*** Source passage Section Begins ***

Life as a Process

Life is an active and organized process. As you move through your environment, you learn and grow, automatically, with each adjustment you make to meet your internal needs. Your physical, intellectual, emotional, and spiritual needs are as unique as you are. Life, for you, is the sum of all your responses to events, people, and the greater natural forces beyond your control. How you move through life can describe your continuing development.

What is Life?

Even in a person whose body is still, the sign of life is what is happening inside that person. You can start with how your body functions, performed in your body without your direct involvement. Your body is a whole system. Your veins and nerves are active; your muscles are still or contract when you move.

Breathing is automatic. Your senses deliver vision, hearing, smells, and the sensations of taste and touch. This is how we experience the external world. Your body responds to what it perceives through the senses; there’s an automatic response, from unconscious gut reactions to movement of muscles. In this incredibly short period, your intuition guides your survival.

Actions have consequences. As you grow from child to adult, your body builds a history of your responses to the external environment. Repetition in circumstances allows the body to build systems of knowing how to respond in a way that benefits your life. You learn what works for you. This begins when you are born.

*** Source passage Section Ends ***

**Exercise aim**:
Reproduce the entire "Life as a Process" passage above word for word.

*** Dataset extract Section Begins ***

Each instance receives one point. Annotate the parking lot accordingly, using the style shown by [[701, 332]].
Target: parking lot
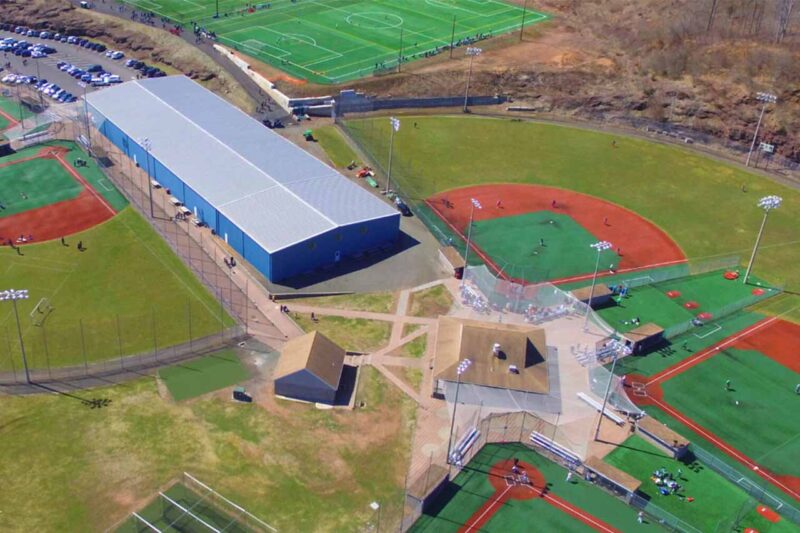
[[70, 53]]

*** Dataset extract Section Ends ***

**Expected answer**:
Life as a Process

Life is an active and organized process. As you move through your environment, you learn and grow, automatically, with each adjustment you make to meet your internal needs. Your physical, intellectual, emotional, and spiritual needs are as unique as you are. Life, for you, is the sum of all your responses to events, people, and the greater natural forces beyond your control. How you move through life can describe your continuing development.

What is Life?

Even in a person whose body is still, the sign of life is what is happening inside that person. You can start with how your body functions, performed in your body without your direct involvement. Your body is a whole system. Your veins and nerves are active; your muscles are still or contract when you move.

Breathing is automatic. Your senses deliver vision, hearing, smells, and the sensations of taste and touch. This is how we experience the external world. Your body responds to what it perceives through the senses; there’s an automatic response, from unconscious gut reactions to movement of muscles. In this incredibly short period, your intuition guides your survival.

Actions have consequences. As you grow from child to adult, your body builds a history of your responses to the external environment. Repetition in circumstances allows the body to build systems of knowing how to respond in a way that benefits your life. You learn what works for you. This begins when you are born.